NEW YORK, March 4, 2026, 12:55 ET — Regular session
- AI-linked chip stocks steadied mid-session after a volatile start to the week.
- Nvidia’s photonics investment plan and Broadcom’s results due after the close kept attention on AI infrastructure spending.
- Friday’s U.S. jobs report is the next macro test for rate-cut expectations.
Nvidia shares rose 1.5% on Wednesday to $182.77, helping lift a cluster of AI-related chip names after the company detailed a $4 billion push into photonics suppliers earlier this week. Advanced Micro Devices gained 4.8% to $200.14, while Broadcom added 2.4% to $321.25 and Super Micro Computer climbed 5.9% to $32.48.
The bid matters because investors have been quick to punish anything that hints AI spending may not translate into returns, especially with valuations still elevated and geopolitics back in the price. Goldman Sachs said on Wednesday it sees “correction risks” for global equities in the near term, though it does not expect a deep bear market. 1
U.S. stocks were broadly higher earlier in the session as oil prices eased from a sharp run-up and risk appetite improved, helped by a rally in crypto, traders said. “You combine all of those and it equates to a market that’s feeling further emboldened,” Michael James, an equity sales trader at Rosenblatt Securities, said. 2
Nvidia said on Monday it would invest $2 billion each in Lumentum and Coherent as it looks to bolster data-center chips with photonics — technology that uses light, not electrical signals, to move data. Photonics is being pitched as one way to speed up “inference,” or running AI models after they have been trained, a workload that is growing fast as chatbots and other tools move into wider use. Lumentum CEO Michael Hurlston said the company will invest in a new fabrication facility to increase capacity. 3
Broadcom’s results, due after the close on Wednesday, are the next near-term read on demand for AI networking and custom chips, after investors cooled on the sector following recent swings in “Magnificent Seven” names. Analysts expect Broadcom’s revenue and profit to show another sharp year-on-year rise, with big cloud customers still spending, though some investors are pressing for clearer evidence that the outlays are paying off. 4
The macro calendar is also landing badly for traders trying to hold chip gains. Investors are watching the February U.S. jobs report due on Friday, March 6, after the market has been whipsawed by worries over who wins and loses from AI. “There is very little definitive right now about that, and so I think that will continue to be a concern,” Kristina Hooper, chief market strategist at Man Group, said. 5
But the downside is obvious: a hotter-than-expected jobs print could push yields higher and hit high-multiple growth stocks again, while any sign of slower AI infrastructure orders would land hard on the chip complex that has come to carry so much of the narrative.

### Work task:
Rewrite the market report between "- Nvidia’s photonics" and "for rate-cut expectations.", inclusive, changing "jobs report" to "employment report". The material that follows has no connection to the market report above.

(Dataset entries)
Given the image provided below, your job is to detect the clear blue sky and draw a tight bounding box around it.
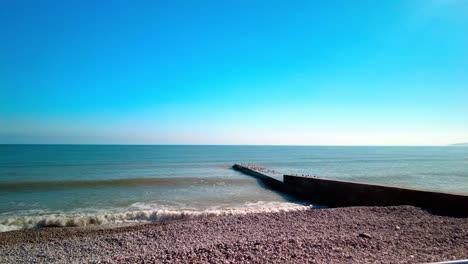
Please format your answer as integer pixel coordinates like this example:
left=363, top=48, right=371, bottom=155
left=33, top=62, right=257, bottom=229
left=0, top=0, right=468, bottom=145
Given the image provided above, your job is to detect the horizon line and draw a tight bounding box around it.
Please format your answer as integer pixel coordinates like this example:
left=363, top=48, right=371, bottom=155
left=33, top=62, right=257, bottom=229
left=0, top=143, right=463, bottom=147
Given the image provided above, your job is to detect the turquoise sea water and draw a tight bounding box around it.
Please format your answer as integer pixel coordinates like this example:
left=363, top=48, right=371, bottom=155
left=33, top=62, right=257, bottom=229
left=0, top=145, right=468, bottom=231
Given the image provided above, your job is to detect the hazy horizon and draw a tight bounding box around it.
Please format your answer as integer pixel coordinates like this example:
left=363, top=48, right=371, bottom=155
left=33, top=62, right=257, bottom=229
left=0, top=0, right=468, bottom=146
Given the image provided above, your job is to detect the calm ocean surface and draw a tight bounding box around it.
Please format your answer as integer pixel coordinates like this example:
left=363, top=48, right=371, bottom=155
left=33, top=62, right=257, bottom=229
left=0, top=145, right=468, bottom=231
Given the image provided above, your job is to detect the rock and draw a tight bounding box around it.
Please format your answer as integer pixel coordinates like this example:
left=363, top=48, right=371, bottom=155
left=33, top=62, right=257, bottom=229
left=359, top=233, right=372, bottom=239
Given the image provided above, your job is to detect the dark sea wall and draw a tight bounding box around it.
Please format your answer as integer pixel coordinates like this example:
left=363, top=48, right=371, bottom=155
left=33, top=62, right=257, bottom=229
left=284, top=175, right=468, bottom=217
left=233, top=164, right=468, bottom=217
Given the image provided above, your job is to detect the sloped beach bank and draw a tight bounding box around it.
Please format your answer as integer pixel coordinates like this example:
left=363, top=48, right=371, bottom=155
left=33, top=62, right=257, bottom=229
left=0, top=206, right=468, bottom=263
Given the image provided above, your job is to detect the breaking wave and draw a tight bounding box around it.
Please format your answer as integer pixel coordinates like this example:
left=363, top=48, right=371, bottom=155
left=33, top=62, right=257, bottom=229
left=0, top=202, right=311, bottom=232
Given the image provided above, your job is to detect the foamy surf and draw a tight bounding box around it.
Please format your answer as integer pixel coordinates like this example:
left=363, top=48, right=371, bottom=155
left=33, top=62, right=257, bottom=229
left=0, top=202, right=312, bottom=232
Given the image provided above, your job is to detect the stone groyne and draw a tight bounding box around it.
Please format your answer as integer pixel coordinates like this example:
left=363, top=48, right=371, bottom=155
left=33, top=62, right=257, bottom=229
left=233, top=164, right=468, bottom=217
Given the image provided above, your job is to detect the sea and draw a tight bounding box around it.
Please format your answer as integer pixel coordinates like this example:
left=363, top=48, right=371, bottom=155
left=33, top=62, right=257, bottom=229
left=0, top=145, right=468, bottom=232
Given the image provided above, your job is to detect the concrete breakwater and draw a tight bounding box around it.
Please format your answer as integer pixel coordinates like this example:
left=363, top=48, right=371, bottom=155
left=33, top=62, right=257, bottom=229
left=233, top=164, right=468, bottom=217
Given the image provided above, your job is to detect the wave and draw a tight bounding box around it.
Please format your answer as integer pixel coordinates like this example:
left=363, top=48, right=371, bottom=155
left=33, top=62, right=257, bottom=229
left=0, top=202, right=311, bottom=232
left=0, top=177, right=252, bottom=191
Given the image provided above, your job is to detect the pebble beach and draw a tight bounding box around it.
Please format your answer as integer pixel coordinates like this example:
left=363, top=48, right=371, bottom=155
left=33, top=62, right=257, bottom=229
left=0, top=206, right=468, bottom=263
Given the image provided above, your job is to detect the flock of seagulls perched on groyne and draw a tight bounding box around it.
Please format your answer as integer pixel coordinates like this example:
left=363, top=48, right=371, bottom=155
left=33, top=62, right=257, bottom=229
left=239, top=163, right=317, bottom=178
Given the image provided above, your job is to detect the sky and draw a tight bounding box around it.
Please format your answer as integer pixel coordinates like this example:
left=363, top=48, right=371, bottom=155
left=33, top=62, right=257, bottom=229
left=0, top=0, right=468, bottom=145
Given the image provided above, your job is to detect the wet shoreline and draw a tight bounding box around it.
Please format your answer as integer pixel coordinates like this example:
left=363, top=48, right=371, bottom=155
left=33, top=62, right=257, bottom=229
left=0, top=206, right=468, bottom=263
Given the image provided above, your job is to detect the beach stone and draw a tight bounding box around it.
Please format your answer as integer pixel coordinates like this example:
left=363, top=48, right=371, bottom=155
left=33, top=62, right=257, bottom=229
left=359, top=233, right=372, bottom=239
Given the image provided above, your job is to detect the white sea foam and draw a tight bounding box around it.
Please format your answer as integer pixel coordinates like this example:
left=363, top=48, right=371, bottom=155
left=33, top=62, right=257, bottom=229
left=0, top=202, right=311, bottom=232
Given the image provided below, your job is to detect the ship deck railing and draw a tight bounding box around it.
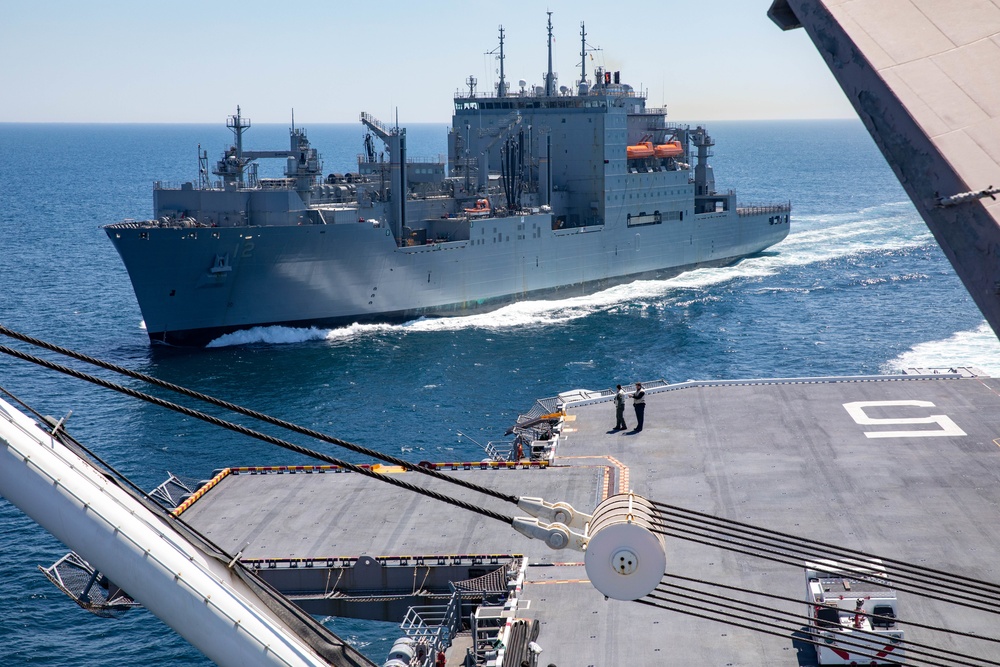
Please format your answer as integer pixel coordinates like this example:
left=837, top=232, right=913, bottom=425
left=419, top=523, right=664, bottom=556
left=736, top=202, right=792, bottom=216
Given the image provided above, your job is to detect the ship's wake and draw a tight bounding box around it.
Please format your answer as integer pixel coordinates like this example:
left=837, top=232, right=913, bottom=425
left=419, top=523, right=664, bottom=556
left=879, top=321, right=1000, bottom=377
left=209, top=202, right=934, bottom=347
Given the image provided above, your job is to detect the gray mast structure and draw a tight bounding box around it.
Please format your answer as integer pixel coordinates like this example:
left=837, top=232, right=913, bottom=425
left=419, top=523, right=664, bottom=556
left=577, top=21, right=601, bottom=95
left=545, top=12, right=556, bottom=97
left=361, top=112, right=408, bottom=244
left=486, top=26, right=507, bottom=97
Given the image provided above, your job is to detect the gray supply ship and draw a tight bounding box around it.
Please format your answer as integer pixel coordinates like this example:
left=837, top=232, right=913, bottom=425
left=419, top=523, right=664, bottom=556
left=105, top=19, right=791, bottom=345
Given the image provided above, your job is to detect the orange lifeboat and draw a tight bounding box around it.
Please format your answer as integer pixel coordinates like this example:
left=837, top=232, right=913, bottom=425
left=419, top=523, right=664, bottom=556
left=625, top=141, right=655, bottom=160
left=653, top=141, right=684, bottom=157
left=465, top=199, right=490, bottom=215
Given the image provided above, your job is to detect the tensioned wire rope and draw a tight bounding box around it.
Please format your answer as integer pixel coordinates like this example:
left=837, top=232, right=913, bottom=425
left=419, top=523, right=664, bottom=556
left=0, top=345, right=514, bottom=525
left=650, top=501, right=1000, bottom=614
left=0, top=325, right=1000, bottom=613
left=0, top=325, right=1000, bottom=664
left=637, top=572, right=1000, bottom=665
left=635, top=573, right=984, bottom=667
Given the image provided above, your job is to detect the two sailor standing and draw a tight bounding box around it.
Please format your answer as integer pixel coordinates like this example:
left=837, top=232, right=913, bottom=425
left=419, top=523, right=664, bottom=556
left=614, top=382, right=646, bottom=433
left=615, top=385, right=628, bottom=431
left=632, top=382, right=646, bottom=433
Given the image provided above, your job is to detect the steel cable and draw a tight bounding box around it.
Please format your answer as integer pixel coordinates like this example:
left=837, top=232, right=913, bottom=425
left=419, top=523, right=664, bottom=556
left=0, top=345, right=514, bottom=525
left=650, top=500, right=1000, bottom=602
left=0, top=324, right=518, bottom=505
left=650, top=573, right=1000, bottom=665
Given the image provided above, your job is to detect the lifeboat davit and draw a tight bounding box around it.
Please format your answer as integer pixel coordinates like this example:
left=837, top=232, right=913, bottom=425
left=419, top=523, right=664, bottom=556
left=653, top=141, right=684, bottom=157
left=625, top=141, right=655, bottom=160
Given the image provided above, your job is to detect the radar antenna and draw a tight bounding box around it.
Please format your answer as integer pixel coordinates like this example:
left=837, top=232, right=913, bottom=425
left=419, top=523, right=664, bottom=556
left=545, top=12, right=556, bottom=97
left=580, top=21, right=601, bottom=95
left=486, top=26, right=507, bottom=97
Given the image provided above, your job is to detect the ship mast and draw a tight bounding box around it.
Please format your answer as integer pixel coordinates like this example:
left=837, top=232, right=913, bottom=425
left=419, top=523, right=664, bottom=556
left=486, top=26, right=507, bottom=97
left=578, top=21, right=601, bottom=95
left=545, top=12, right=555, bottom=97
left=226, top=106, right=250, bottom=188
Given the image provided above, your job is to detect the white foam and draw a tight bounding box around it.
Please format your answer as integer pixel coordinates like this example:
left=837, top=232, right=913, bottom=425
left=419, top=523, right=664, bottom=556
left=209, top=202, right=933, bottom=347
left=879, top=321, right=1000, bottom=377
left=206, top=326, right=329, bottom=347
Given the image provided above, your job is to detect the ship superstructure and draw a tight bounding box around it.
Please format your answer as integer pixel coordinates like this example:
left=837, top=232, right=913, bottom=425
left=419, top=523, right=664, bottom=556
left=105, top=17, right=790, bottom=345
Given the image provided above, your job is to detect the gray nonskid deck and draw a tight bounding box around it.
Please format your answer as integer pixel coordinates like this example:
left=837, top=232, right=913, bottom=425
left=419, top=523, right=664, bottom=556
left=176, top=378, right=1000, bottom=666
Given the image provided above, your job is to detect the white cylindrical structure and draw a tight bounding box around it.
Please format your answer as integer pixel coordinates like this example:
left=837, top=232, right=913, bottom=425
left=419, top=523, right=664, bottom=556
left=584, top=493, right=667, bottom=600
left=0, top=400, right=344, bottom=667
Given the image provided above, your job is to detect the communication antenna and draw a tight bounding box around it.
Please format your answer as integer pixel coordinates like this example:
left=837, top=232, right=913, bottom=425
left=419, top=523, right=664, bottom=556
left=486, top=26, right=507, bottom=97
left=545, top=12, right=555, bottom=97
left=580, top=21, right=601, bottom=95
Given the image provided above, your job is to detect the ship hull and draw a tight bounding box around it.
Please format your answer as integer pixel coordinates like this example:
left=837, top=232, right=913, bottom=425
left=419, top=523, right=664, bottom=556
left=106, top=210, right=789, bottom=346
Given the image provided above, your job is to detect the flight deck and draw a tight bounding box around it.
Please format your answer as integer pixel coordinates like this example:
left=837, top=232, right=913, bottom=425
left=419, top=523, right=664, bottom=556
left=170, top=368, right=1000, bottom=667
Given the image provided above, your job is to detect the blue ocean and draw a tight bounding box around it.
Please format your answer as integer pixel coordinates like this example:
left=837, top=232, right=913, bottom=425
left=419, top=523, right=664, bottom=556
left=0, top=121, right=1000, bottom=667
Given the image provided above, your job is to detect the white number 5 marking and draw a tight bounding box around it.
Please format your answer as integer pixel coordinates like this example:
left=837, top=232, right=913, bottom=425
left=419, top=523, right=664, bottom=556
left=844, top=401, right=966, bottom=438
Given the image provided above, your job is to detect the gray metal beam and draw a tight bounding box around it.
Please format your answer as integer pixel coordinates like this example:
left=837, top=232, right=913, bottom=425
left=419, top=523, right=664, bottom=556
left=768, top=0, right=1000, bottom=336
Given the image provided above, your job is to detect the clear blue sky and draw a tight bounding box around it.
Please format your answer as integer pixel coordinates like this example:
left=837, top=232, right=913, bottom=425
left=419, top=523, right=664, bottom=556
left=0, top=0, right=854, bottom=124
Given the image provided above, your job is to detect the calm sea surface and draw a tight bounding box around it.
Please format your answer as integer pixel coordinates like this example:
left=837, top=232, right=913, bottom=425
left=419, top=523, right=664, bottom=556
left=0, top=121, right=1000, bottom=667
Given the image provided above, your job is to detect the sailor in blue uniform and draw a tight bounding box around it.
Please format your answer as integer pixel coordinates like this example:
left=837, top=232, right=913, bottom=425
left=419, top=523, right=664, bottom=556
left=632, top=382, right=646, bottom=433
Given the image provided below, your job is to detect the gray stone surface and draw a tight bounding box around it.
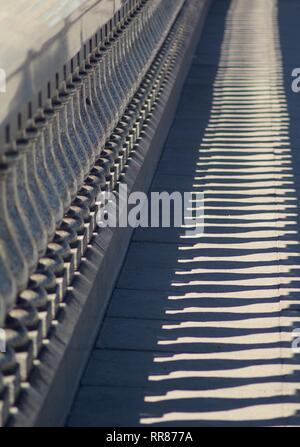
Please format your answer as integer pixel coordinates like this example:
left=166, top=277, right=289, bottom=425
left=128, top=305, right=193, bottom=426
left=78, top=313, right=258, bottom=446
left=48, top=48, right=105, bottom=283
left=68, top=0, right=300, bottom=427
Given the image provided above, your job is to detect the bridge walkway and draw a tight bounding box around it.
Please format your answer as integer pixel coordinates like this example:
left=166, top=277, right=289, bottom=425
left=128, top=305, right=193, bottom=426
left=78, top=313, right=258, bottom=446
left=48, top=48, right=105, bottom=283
left=68, top=0, right=300, bottom=427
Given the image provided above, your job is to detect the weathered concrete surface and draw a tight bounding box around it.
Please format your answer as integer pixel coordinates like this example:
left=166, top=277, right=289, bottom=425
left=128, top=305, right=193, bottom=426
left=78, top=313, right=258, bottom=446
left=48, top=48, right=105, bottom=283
left=68, top=0, right=300, bottom=426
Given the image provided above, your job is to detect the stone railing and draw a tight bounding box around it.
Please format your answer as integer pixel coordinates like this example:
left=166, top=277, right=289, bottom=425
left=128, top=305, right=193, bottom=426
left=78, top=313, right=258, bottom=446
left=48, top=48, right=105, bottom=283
left=0, top=0, right=208, bottom=425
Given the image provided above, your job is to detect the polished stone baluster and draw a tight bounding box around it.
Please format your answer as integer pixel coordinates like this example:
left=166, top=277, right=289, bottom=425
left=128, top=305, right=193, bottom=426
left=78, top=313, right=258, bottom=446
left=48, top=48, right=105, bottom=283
left=25, top=127, right=56, bottom=241
left=53, top=96, right=84, bottom=192
left=0, top=162, right=29, bottom=290
left=41, top=108, right=71, bottom=210
left=5, top=148, right=38, bottom=274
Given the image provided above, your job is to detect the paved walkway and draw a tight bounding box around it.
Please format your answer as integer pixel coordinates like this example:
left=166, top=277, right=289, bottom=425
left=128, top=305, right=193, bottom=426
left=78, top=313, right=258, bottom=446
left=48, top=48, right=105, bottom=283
left=68, top=0, right=300, bottom=427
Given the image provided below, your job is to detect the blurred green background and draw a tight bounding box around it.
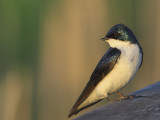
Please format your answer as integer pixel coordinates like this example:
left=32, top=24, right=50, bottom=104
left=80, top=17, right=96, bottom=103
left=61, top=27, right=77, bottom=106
left=0, top=0, right=160, bottom=120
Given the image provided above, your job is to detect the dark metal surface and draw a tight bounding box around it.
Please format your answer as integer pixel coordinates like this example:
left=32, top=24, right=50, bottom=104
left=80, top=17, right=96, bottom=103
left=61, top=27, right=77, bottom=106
left=74, top=82, right=160, bottom=120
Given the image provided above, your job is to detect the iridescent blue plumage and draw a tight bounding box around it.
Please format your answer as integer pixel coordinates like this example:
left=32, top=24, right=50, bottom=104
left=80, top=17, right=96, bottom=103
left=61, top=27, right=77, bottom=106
left=105, top=24, right=139, bottom=44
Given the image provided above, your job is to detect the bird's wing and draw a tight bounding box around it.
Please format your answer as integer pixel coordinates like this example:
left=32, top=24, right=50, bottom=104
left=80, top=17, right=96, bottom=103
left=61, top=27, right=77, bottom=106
left=69, top=48, right=121, bottom=117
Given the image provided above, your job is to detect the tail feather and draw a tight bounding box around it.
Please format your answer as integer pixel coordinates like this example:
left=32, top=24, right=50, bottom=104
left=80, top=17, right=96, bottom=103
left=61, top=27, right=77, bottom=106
left=68, top=99, right=102, bottom=118
left=68, top=109, right=79, bottom=118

### Reply:
- Nvidia’s photonics investment plan and Broadcom’s results due after the close kept attention on AI infrastructure spending.
- Friday’s U.S. employment report is the next macro test for rate-cut expectations.